= Beginning of Section =
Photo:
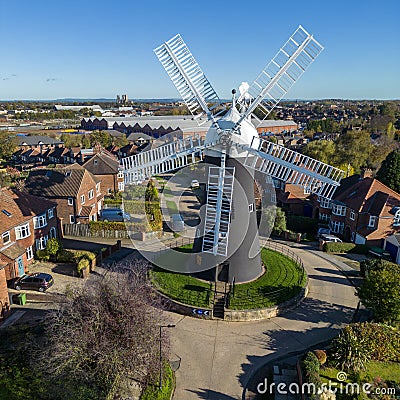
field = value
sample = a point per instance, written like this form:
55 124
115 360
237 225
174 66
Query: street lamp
161 327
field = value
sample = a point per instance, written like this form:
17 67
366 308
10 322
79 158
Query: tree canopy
= End of Section =
## WHAT YOU HAVE TO DO
Leave out the pictures and repeat the remaining data exactly.

## RESPONSE TO THIS TASK
Photo:
field = value
sample = a point per instance, written like this form:
55 124
115 360
237 225
174 66
Query: street lamp
161 327
field = value
sample = a point per instance, written like this form:
17 67
366 308
10 322
79 158
Query: tree canopy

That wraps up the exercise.